PROVIDED RECORDS below:

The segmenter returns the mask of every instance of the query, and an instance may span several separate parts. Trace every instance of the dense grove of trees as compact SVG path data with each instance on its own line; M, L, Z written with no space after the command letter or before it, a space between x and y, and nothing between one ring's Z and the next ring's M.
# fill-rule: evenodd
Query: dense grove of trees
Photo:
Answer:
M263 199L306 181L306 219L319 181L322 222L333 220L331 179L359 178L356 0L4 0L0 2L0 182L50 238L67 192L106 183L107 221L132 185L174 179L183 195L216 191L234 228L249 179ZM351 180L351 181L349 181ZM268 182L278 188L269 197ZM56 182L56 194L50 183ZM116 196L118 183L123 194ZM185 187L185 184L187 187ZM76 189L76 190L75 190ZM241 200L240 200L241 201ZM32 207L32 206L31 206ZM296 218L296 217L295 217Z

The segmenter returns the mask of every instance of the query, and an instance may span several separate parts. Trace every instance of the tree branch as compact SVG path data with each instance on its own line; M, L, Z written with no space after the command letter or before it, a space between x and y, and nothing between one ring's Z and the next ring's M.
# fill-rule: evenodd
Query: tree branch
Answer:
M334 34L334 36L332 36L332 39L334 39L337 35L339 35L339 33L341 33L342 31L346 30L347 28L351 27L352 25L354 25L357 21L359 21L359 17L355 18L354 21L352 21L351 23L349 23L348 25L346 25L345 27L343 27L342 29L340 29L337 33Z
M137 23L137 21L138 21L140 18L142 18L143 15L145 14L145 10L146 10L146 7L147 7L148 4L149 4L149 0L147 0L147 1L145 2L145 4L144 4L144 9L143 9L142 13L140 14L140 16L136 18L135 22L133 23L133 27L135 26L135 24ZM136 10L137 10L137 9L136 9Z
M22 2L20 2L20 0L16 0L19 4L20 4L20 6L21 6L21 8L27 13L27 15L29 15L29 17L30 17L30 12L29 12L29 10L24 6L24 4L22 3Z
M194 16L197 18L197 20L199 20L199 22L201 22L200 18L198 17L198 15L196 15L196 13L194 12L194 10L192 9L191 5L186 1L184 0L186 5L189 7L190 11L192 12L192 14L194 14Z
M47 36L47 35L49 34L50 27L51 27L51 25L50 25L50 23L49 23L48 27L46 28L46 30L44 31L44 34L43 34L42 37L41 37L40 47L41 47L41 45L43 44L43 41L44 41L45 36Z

End of PROVIDED RECORDS.

ABOUT THIS TASK: Word for word, restate the line with "of the tree" and all remaining lines of the material, stopping only at the final line.

RESPONSE BELOW:
The segmenter returns the mask of every instance of the query, and an instance may span several separate parts. Trace every instance of the tree branch as compact SVG path data with each instance on its own line; M, L, Z written with no space after the command letter or before it, a space between x and y, and nothing between one ring's Z and the next ring's M.
# fill-rule: evenodd
Query: tree branch
Answer:
M334 34L334 36L332 36L332 39L334 39L337 35L339 35L339 33L341 33L342 31L346 30L347 28L351 27L352 25L354 25L357 21L359 21L359 17L355 18L354 21L352 21L351 23L349 23L348 25L346 25L345 27L343 27L342 29L340 29L337 33Z
M137 23L137 21L138 21L140 18L142 18L143 15L145 14L145 10L146 10L146 7L147 7L148 4L149 4L149 0L147 0L147 1L145 2L145 4L144 4L144 9L143 9L142 13L140 14L140 16L136 18L135 22L133 23L133 27L135 26L135 24ZM136 10L137 10L137 9L136 9Z
M22 2L20 2L20 0L16 0L19 4L20 4L20 6L21 6L21 8L27 13L27 15L29 15L29 17L30 17L30 12L29 12L29 10L24 6L24 4L22 3Z
M194 16L197 18L197 20L199 20L199 22L201 22L200 18L198 17L198 15L196 15L196 13L194 12L194 10L192 9L191 5L186 1L184 0L186 5L189 7L190 11L192 12L192 14L194 14Z
M47 36L47 35L49 34L50 27L51 27L51 25L50 25L50 23L49 23L48 27L46 28L46 30L44 31L44 34L43 34L42 37L41 37L40 47L41 47L41 45L43 44L43 41L44 41L45 36Z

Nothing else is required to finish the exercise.